## Given passage
Blocky Bot is developed by Mobot Studios, who first brought us Paper Monsters Recut on the Wii U. They have now put out Blocky Bot, which is described as a “mini platformer.”
Blocky Bot feels like a classic arcade game. There’s no plot or narrative, just pure gameplay. The game is about jumping from platform to platform, collecting gold coins and dodging enemies. Basically, all you do is jump, avoid enemies, and see how high up you get before dying. The hook with the game is to see how far you can get. When you progress you begin to unlock themes and characters, which mixes things up a bit. Your best score is displayed on the main menu, but there are no leaderboards, which is a real shame and a missed opportunity. For an arcade experience like this, you would expect the ability to share your scores.
Blocky Bot features over 20 characters to play as and these are unlocked by collecting coins in the main game. Once you have 100 coins you can unlock a character, although the selection process is random. There is one type of enemy you will have to avoid, which moves back and forth along the platforms. The game is fast paced and rounds don’t last long. The game forces you to move quickly, and if you don’t the rising lava at the bottom of the screen will kill you.
The controls in the game work fairly well, with precise jumps and timing. The analog and the d-pad both work well for movement. It’s a shame that the Wii U Gamepad hasn’t been used in a more interesting way. You can use off-tv mode, if you just want to play on the Gamepad. The first couple of runs I did take some practice getting used to, I then started to last longer and enjoy it, but the novelty quickly stops and the game becomes dull very quickly. The game just doesn’t have much to offer and can feel extremely repetitive despite the unlockables.
Blocky Bot looks like its interesting in terms of style, but the gameplay just isn’t enough to keep you engaged. There are four themes that can be played, and these include a retro CRT-style display to a neon-display world. The enemies also look different, but still act in exactly the same way. It would have been more interesting if they changed the enemies with the themes to offer some variety. You can see that the presentation is decent enough and that some care was put into the design. At times the way in which the character jumped reminded me of Mario games. It’s just a shame the look of the game is wasted on minimal gameplay.

## Prompt 1
Turn the rows, starting with the line containing "like [(211, 189)]." and continuing through the end of the rows, into a JSON list of strings with one string per line and blank lines omitted. Leave the pictures out of the answer.

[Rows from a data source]

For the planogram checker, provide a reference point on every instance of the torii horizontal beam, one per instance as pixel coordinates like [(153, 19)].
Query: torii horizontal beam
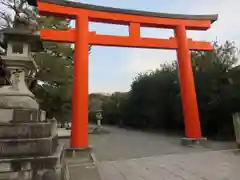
[(122, 41)]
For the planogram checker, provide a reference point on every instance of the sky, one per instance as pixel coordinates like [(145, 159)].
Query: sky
[(112, 69)]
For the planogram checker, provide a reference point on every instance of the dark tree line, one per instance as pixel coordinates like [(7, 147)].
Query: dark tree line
[(154, 101)]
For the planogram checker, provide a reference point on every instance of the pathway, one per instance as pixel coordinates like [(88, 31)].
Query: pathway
[(134, 155)]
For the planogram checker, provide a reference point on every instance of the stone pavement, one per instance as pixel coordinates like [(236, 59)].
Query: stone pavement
[(129, 155), (209, 165)]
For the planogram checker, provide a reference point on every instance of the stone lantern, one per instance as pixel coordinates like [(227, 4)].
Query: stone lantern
[(99, 118), (19, 45), (28, 141)]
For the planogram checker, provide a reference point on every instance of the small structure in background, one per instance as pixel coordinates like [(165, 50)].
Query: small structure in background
[(28, 141), (99, 118)]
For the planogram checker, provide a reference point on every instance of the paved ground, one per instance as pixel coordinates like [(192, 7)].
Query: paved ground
[(195, 166), (133, 155)]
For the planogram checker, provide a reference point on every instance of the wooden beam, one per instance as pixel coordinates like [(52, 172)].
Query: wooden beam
[(120, 18), (122, 41)]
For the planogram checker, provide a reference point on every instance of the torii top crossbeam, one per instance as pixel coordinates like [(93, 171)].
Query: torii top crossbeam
[(133, 18)]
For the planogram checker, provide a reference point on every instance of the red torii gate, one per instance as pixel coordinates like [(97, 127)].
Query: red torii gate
[(85, 13)]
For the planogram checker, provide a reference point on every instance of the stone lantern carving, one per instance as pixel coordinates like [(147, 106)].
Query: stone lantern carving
[(29, 146), (19, 44)]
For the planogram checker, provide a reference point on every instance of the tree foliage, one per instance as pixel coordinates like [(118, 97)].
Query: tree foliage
[(154, 101)]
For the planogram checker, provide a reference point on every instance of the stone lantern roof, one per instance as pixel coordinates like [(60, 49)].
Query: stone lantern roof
[(21, 35)]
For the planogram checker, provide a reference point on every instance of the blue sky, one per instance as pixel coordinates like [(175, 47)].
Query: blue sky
[(113, 69)]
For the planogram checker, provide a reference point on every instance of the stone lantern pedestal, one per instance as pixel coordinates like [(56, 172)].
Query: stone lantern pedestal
[(29, 147)]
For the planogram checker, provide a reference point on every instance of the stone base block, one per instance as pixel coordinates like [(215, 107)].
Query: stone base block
[(193, 141), (51, 167), (78, 152), (28, 130), (28, 147)]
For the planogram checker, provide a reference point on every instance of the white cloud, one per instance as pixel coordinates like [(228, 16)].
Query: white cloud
[(142, 60), (225, 28)]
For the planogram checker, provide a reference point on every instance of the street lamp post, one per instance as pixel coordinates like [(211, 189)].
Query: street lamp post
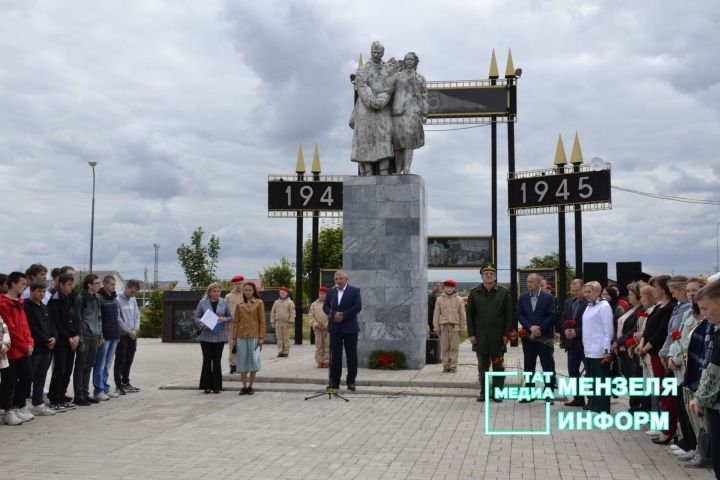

## Prompt 2
According to the Blocky Bot review, how many coins does a player need to unlock a character?

## Exercise output 1
[
  "For the planogram checker, provide a reference point on every instance of the street lamp post, one per instance as pixel coordinates like [(211, 189)].",
  "Query: street lamp post"
]

## Exercise output 2
100 coins